Stored data
▼
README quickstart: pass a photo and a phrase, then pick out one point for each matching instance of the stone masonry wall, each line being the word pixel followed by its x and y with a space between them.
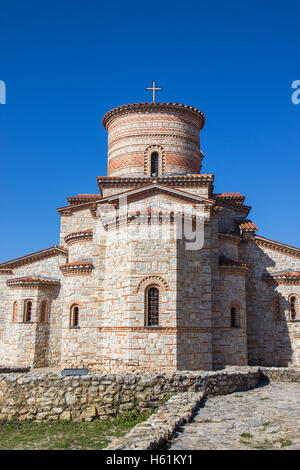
pixel 271 342
pixel 45 396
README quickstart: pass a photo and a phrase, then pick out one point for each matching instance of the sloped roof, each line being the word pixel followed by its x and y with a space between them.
pixel 32 281
pixel 46 253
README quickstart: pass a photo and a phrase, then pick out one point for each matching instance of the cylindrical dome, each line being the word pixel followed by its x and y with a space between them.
pixel 153 138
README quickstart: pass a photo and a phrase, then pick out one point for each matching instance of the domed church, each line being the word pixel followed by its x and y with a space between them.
pixel 127 289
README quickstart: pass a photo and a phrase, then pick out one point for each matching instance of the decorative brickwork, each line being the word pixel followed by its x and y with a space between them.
pixel 127 290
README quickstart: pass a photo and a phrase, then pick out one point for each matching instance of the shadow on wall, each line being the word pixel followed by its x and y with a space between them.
pixel 268 333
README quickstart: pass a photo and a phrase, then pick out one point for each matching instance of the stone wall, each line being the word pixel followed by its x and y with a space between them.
pixel 271 342
pixel 40 396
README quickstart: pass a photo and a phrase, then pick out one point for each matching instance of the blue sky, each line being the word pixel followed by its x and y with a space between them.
pixel 65 64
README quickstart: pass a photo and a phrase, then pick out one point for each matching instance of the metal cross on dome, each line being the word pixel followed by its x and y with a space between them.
pixel 153 89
▲
◆ TASK BRIEF:
Repeat word for word the lines running from the line containing "of the blue" to the end of the entries above, inclusive.

◆ EXERCISE OUTPUT:
README quickstart: pass a photo and a phrase, then pick out one point for each matching instance of the blue sky, each line being the word pixel followed by its x and y with a space between them.
pixel 65 64
README quickstart: pass a photo and a phrase, then pick out one point for each matching instance of the metal cross on dome, each line being the word pixel followed by its x and y with a space between them.
pixel 153 89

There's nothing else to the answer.